(Instruction):
Could you copy out the material below word for word, starting at the line that contains "of the rock" and ending at its final line?

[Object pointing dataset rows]
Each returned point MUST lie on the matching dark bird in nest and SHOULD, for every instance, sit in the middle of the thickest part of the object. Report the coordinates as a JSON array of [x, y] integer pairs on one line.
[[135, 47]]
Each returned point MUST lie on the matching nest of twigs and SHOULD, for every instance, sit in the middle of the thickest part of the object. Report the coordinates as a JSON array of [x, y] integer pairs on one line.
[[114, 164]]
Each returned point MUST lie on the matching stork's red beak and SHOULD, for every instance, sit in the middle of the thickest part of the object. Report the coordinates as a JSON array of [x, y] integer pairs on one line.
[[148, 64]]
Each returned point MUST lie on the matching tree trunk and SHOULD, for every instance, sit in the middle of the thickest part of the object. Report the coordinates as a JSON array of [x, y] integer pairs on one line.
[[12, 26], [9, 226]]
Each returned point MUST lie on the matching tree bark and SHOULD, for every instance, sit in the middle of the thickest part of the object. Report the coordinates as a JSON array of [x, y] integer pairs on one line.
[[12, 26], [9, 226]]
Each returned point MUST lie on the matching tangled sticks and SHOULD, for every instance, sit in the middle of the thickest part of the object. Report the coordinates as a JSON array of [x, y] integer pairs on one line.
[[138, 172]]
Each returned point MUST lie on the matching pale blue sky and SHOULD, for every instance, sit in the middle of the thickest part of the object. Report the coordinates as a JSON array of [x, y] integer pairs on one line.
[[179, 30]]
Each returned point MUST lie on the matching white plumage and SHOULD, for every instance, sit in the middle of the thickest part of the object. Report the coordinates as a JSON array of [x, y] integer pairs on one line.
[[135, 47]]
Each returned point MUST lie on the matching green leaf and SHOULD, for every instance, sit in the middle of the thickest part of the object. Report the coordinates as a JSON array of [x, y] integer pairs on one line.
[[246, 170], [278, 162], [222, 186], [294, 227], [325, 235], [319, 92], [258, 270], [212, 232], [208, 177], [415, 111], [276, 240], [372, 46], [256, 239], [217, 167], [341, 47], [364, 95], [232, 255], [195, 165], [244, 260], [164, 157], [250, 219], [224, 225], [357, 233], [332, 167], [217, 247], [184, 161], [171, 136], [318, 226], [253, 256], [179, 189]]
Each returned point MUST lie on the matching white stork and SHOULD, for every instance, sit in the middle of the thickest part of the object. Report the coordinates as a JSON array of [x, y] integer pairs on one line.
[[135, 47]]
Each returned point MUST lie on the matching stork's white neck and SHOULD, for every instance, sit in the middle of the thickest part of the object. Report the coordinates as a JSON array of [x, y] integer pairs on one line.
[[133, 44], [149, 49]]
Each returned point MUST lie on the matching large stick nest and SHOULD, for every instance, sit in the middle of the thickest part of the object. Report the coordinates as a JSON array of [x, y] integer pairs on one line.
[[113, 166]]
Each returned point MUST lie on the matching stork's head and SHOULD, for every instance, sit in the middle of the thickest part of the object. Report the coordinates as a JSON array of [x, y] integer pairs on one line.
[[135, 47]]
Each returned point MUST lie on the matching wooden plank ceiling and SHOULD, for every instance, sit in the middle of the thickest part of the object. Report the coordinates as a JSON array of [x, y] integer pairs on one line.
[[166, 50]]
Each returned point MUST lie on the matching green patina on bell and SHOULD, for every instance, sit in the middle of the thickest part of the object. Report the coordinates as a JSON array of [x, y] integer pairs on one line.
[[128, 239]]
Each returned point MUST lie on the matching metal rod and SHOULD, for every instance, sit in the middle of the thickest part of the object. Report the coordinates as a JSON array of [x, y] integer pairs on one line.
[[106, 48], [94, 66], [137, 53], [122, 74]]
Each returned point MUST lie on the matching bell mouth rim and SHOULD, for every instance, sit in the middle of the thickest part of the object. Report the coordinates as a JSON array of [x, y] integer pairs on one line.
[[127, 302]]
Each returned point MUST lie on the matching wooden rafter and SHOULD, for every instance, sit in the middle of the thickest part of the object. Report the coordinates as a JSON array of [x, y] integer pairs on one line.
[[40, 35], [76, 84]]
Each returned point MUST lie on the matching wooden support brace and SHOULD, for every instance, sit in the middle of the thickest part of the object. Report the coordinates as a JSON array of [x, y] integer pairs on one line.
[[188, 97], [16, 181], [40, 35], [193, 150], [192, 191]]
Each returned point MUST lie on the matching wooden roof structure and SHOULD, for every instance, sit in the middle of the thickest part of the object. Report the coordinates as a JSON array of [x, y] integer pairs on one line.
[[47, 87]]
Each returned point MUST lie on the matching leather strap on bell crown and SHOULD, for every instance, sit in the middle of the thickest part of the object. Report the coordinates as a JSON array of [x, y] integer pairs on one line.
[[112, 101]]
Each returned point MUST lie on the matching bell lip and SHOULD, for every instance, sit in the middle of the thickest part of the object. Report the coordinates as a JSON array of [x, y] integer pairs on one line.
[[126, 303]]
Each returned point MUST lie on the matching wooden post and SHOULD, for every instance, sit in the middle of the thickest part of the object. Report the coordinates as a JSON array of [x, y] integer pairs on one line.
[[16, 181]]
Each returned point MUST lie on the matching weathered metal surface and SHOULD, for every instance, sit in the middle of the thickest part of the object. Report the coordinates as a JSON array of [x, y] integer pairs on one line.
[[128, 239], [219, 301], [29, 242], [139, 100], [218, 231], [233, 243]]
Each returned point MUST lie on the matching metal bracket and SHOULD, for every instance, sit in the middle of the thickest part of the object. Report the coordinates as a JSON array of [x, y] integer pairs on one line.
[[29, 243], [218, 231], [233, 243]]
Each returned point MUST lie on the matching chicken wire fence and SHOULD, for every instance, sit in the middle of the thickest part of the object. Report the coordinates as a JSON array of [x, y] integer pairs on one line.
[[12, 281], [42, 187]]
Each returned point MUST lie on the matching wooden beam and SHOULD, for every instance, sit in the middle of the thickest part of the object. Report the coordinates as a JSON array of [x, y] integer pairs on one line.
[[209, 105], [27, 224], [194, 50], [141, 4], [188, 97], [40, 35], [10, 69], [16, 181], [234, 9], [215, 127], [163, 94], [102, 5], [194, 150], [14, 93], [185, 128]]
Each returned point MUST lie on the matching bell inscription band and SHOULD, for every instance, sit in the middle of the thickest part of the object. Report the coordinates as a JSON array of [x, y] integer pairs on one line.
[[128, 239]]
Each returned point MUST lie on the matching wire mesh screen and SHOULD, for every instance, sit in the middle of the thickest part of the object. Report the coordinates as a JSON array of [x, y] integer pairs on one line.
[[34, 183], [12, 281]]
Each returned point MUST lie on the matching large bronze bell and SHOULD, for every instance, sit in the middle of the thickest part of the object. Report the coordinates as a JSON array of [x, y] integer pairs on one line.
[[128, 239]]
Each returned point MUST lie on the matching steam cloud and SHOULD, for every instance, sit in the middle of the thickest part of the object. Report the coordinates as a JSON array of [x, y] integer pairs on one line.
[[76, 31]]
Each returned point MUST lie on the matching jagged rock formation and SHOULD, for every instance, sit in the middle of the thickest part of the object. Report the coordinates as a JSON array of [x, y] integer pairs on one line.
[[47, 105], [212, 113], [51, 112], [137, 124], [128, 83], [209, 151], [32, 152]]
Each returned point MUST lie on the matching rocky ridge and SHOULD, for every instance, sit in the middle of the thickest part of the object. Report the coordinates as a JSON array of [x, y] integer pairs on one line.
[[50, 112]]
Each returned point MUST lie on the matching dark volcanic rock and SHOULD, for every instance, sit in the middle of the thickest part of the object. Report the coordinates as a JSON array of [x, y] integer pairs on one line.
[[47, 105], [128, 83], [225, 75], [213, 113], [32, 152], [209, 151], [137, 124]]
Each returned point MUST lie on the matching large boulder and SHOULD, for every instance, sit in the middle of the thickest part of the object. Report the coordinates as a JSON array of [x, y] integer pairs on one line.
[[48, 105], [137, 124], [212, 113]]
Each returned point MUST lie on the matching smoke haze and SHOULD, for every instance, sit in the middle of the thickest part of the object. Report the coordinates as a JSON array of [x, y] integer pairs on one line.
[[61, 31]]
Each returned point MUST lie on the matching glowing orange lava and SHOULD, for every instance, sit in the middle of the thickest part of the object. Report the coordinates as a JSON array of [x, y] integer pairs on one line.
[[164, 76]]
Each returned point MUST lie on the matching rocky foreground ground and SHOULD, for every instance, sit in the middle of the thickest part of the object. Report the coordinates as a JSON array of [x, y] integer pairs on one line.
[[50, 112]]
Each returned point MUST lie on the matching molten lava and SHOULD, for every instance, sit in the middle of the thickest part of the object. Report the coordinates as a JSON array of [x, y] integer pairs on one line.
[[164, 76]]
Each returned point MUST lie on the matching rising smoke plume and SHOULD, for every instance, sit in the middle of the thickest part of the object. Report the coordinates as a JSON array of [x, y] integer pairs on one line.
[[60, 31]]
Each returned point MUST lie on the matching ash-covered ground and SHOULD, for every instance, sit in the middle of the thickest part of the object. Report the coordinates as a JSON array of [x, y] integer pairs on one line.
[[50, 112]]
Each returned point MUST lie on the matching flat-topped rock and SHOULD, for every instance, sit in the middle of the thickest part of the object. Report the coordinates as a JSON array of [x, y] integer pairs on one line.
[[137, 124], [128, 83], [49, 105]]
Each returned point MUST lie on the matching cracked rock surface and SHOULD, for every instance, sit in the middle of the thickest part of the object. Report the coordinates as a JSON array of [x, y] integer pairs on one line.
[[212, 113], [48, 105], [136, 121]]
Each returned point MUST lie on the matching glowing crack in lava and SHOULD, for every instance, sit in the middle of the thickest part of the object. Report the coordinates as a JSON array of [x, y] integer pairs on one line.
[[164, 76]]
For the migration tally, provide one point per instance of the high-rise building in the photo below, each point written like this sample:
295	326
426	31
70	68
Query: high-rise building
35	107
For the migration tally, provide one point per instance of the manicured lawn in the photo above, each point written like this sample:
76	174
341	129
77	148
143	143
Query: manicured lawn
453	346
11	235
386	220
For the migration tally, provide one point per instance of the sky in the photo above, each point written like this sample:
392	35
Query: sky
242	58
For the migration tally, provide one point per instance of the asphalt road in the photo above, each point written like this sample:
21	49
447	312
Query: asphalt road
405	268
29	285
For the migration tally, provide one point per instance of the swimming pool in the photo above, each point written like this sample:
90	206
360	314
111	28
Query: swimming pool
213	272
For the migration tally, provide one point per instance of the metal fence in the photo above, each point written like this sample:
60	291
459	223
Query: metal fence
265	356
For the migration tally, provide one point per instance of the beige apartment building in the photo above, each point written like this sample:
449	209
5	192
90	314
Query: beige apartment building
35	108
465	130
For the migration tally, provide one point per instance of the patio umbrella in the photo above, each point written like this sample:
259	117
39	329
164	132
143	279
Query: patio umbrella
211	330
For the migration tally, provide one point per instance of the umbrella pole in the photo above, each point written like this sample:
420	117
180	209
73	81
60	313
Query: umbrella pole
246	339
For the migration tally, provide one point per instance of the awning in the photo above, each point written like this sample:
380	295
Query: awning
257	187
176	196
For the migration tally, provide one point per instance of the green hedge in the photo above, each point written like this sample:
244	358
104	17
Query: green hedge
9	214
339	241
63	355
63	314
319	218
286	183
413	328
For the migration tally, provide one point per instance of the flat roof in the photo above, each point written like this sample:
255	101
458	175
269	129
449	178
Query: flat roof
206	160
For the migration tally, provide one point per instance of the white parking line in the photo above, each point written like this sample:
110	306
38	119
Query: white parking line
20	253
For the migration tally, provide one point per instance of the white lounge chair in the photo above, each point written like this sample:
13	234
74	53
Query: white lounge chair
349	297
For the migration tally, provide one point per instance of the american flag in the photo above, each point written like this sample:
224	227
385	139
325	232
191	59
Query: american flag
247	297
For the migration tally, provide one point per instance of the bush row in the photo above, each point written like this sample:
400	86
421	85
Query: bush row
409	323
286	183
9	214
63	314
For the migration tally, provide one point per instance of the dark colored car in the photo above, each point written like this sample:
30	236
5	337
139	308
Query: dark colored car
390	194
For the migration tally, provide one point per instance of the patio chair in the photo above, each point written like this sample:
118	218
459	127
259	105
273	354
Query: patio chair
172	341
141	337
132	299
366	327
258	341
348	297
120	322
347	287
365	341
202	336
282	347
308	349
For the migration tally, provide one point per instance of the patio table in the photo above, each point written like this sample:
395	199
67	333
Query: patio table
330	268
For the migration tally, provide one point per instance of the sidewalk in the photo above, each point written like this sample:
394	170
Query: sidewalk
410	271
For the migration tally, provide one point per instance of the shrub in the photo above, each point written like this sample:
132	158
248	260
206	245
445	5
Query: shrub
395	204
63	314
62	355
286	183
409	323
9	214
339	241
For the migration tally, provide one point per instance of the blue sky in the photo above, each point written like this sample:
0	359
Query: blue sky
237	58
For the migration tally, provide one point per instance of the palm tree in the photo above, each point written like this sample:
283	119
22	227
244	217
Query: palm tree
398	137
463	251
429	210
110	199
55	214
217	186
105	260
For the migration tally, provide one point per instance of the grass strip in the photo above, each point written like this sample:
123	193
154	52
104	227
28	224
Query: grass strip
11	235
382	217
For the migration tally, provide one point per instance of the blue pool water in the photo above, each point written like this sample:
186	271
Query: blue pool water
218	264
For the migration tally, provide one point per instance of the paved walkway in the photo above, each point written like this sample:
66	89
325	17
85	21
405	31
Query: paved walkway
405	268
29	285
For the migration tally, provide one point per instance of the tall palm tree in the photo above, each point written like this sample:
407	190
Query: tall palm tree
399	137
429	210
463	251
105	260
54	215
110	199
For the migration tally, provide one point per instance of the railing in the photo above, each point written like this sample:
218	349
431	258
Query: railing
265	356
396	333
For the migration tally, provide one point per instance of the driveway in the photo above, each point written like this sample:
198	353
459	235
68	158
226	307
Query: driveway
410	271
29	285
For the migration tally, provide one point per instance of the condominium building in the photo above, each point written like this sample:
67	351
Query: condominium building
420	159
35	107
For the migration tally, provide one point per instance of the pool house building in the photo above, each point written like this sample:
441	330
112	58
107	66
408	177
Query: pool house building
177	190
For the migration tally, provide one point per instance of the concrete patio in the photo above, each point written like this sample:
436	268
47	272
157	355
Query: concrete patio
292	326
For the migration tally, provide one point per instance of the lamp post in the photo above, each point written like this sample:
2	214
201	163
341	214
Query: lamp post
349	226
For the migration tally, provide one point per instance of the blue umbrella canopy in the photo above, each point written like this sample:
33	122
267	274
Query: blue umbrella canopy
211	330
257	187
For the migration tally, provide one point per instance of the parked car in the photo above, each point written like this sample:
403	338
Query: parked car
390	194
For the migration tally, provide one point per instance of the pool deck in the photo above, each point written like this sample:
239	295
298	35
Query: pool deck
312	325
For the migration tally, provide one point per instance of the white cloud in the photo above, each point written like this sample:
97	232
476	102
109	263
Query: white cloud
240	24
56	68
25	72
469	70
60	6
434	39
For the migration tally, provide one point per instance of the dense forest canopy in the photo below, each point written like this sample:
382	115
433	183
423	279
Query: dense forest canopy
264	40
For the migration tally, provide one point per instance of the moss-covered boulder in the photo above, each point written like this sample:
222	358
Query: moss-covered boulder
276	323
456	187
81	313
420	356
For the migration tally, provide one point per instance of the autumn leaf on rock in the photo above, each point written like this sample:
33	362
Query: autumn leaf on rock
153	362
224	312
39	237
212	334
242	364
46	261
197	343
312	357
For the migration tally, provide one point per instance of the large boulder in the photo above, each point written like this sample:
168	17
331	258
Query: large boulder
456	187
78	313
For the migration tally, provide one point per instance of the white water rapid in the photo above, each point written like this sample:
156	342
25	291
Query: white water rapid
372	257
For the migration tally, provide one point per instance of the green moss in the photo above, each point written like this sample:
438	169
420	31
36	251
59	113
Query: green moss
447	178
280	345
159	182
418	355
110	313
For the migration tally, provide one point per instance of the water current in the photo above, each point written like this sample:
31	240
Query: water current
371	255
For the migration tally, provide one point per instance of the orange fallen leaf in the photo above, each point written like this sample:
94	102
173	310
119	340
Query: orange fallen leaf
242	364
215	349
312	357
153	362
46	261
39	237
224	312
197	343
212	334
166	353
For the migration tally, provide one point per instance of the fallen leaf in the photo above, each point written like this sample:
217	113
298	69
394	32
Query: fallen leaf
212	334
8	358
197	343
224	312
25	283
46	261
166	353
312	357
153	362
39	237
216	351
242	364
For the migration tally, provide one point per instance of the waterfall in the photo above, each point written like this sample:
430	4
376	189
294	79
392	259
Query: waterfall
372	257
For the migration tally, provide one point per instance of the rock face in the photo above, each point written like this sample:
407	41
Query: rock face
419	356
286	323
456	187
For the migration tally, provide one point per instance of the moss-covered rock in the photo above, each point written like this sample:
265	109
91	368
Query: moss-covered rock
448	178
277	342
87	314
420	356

(Task result):
For the migration tally, provide one point per instance of the rock face in the photo above, each point written like this sample:
407	41
Query: rock face
419	356
286	323
456	187
For the migration tally, provide one point per instance of the moss-covered rock in the photo above, each point written like this sample:
265	109
91	368
Query: moss-covered rock
448	178
277	342
87	314
420	356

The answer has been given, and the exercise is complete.